◆ TASK PROMPT
Taking the records below, count the lines in which "isopod" appears and supply only the count.

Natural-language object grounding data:

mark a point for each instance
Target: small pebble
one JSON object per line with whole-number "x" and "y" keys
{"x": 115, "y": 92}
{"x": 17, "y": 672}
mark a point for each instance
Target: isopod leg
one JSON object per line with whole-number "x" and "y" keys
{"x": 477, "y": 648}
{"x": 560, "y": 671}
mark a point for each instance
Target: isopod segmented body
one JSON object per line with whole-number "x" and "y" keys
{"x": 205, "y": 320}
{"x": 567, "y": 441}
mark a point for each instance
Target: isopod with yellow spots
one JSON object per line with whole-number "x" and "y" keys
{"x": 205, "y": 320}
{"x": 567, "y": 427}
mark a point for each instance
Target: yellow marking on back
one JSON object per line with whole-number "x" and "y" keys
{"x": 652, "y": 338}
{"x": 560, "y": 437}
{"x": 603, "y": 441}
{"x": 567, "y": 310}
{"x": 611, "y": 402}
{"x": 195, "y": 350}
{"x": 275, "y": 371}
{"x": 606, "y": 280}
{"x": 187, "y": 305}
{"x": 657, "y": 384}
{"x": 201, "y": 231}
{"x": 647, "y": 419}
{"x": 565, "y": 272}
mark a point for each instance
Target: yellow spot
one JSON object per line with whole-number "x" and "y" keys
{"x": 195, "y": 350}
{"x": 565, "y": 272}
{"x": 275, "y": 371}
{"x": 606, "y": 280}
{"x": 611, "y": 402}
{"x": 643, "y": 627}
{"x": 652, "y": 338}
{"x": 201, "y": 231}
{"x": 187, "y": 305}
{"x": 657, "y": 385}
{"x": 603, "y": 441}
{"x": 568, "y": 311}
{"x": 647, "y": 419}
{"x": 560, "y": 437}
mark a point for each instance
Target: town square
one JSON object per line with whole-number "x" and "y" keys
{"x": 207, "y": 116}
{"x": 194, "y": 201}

◆ EXERCISE RESPONSE
3